Provided passage:
__________________________________________________
Jump to content

Pierre le Riche

Members
  • Content Count

    18
  • Joined

  • Last visited

  • Days Won

    1

Everything posted by Pierre le Riche

  1. Pierre le Riche

    SetLength TBytes Memory Leak

    If the call was made by a DLL that was unloaded prior to the report being generated it won't be possible to convert the return address to call address after the fact. But I take your point - in most cases it'll work. If it's a big issue for you I can put it on my to-do list. TJclStackInfoList.ValidCallSite does that - it returns the size of the call instruction given a return address.
__________________________________________________
Data extract:

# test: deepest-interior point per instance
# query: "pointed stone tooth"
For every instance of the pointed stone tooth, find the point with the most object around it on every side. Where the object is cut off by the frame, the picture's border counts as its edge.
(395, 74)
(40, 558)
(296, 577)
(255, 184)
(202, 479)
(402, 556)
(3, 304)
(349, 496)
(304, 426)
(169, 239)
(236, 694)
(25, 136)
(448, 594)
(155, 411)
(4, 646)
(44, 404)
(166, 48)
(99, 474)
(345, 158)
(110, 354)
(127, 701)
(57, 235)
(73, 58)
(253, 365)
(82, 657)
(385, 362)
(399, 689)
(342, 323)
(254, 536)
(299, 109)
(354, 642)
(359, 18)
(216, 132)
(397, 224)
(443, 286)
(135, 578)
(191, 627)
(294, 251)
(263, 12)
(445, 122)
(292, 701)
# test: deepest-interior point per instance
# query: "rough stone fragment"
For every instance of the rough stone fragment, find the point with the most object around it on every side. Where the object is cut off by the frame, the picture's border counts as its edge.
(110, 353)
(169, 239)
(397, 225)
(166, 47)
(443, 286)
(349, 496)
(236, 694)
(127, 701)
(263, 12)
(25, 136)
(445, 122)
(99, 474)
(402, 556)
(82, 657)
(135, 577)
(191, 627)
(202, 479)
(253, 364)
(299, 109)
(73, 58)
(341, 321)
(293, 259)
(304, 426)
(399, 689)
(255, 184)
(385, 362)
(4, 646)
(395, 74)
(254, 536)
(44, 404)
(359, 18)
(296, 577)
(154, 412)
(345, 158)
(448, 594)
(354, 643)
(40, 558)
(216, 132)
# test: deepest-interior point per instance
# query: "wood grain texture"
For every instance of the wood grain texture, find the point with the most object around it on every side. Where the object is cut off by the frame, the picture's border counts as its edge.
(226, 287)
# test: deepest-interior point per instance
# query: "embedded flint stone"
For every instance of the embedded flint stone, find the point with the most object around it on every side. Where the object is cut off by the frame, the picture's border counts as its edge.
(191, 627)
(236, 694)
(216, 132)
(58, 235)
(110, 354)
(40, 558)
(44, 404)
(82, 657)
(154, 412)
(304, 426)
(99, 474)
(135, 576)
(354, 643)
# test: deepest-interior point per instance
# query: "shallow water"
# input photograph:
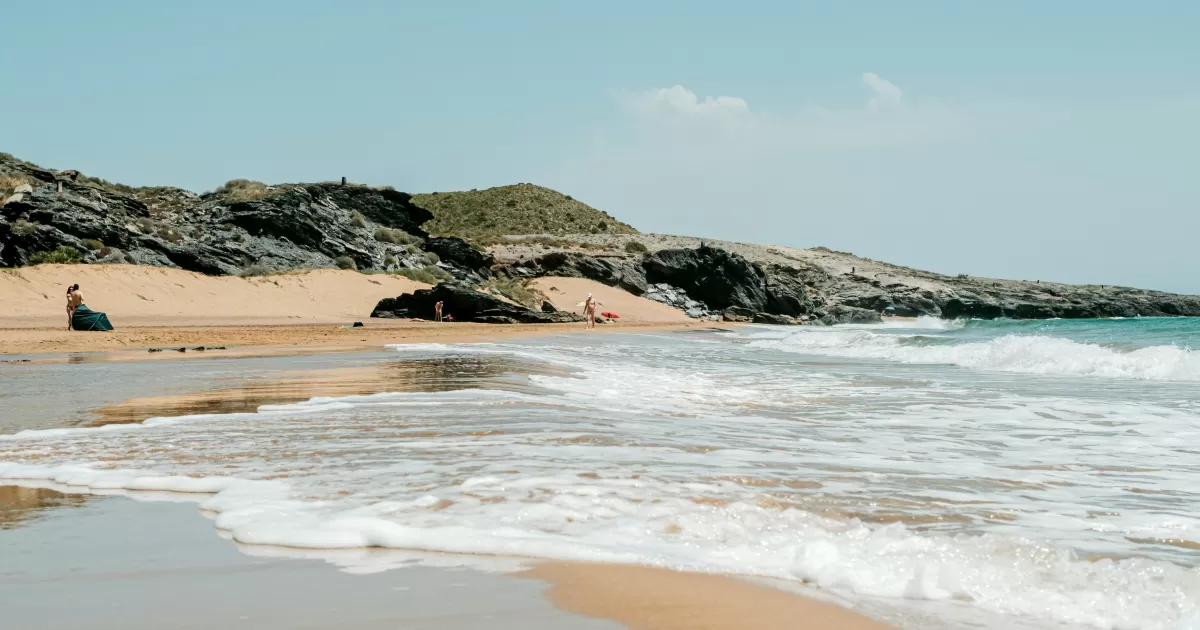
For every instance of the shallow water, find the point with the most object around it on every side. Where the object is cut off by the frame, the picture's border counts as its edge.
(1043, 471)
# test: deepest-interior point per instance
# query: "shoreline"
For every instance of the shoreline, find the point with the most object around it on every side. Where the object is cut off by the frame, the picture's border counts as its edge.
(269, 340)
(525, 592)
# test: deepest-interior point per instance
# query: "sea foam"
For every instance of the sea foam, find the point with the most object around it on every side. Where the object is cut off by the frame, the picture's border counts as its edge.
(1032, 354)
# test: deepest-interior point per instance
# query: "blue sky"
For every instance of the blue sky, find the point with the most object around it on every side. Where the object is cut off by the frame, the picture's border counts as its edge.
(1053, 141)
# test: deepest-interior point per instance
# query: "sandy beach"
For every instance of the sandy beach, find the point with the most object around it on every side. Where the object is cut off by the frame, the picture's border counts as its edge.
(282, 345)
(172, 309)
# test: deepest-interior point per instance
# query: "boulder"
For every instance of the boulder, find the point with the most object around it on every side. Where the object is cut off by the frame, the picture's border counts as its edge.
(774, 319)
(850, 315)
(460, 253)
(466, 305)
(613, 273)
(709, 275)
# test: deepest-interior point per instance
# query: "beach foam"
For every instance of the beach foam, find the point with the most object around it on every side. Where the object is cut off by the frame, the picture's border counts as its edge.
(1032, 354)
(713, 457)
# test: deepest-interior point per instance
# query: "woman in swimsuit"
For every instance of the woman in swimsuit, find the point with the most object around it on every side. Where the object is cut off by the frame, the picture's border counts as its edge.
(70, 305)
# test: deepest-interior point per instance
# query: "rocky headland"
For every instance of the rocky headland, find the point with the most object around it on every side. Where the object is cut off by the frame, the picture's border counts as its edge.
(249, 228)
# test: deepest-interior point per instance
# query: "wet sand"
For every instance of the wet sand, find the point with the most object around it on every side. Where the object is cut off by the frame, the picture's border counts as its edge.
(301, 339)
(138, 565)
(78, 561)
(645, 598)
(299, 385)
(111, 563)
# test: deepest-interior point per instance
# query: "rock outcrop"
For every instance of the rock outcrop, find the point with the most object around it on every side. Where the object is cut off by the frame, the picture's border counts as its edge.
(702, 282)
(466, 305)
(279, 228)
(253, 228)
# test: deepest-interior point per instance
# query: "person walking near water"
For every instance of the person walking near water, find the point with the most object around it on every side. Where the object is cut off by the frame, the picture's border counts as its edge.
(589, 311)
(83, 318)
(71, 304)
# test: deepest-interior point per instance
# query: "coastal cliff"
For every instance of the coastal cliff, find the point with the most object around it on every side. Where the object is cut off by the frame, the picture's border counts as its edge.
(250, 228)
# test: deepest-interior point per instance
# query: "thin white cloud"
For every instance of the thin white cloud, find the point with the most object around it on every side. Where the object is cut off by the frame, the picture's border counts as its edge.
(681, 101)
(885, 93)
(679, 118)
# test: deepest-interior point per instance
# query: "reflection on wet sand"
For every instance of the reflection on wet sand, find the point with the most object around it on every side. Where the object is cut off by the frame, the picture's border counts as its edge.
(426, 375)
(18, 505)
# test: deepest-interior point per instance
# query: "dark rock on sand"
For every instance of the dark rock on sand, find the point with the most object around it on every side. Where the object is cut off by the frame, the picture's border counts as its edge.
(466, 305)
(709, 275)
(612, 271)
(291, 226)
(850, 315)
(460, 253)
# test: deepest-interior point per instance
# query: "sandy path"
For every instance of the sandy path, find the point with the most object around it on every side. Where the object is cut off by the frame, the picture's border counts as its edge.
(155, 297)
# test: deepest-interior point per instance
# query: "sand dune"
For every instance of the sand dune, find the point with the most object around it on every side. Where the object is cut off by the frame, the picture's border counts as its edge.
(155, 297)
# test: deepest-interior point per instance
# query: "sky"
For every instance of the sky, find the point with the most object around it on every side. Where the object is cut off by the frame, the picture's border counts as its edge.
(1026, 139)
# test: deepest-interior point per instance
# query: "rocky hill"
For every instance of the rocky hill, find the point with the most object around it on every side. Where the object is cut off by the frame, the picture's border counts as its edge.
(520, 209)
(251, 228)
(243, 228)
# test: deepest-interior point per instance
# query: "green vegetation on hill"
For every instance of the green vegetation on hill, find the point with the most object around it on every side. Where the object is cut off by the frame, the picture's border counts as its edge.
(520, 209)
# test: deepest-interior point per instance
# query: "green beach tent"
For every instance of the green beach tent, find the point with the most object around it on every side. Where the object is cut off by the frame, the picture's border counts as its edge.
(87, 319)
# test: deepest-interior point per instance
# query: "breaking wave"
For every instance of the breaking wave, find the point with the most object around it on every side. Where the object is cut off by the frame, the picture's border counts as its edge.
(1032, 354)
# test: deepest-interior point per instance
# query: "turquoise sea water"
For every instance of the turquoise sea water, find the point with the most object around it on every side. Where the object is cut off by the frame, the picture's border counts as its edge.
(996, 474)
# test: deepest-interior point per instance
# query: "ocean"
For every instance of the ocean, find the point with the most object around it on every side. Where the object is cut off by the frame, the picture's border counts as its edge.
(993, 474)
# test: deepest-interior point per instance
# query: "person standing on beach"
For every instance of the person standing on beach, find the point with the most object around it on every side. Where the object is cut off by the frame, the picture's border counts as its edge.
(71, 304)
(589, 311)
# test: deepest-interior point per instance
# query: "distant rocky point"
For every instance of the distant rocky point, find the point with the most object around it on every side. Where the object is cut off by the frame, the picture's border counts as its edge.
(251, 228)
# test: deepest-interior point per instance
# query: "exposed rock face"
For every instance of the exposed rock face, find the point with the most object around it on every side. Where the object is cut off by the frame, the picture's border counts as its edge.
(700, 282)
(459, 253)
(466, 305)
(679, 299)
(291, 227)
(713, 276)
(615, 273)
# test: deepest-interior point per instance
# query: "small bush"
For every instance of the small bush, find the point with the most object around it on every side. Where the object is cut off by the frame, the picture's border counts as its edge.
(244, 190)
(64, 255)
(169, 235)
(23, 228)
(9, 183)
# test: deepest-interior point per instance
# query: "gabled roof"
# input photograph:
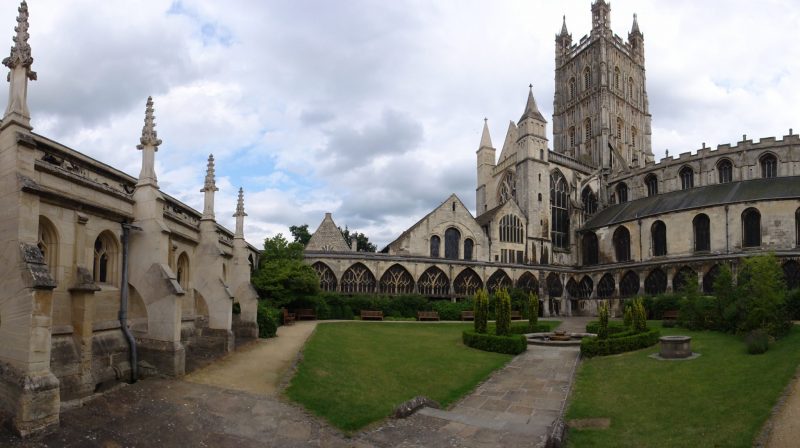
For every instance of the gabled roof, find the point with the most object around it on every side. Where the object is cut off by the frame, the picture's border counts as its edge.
__________________________________________________
Exercise instructions:
A – Reproduce the portion of the forum post that begins with the words containing "1. Pierre le" and ends with "a return address.".
B – According to the forum post, what does TJclStackInfoList.ValidCallSite return?
The items come from a separate source.

Results:
A –
1. Pierre le Riche

    SetLength TBytes Memory Leak

    If the call was made by a DLL that was unloaded prior to the report being generated it won't be possible to convert the return address to call address after the fact. But I take your point - in most cases it'll work. If it's a big issue for you I can put it on my to-do list. TJclStackInfoList.ValidCallSite does that - it returns the size of the call instruction given a return address.

B – It returns the size of the call instruction given a return address.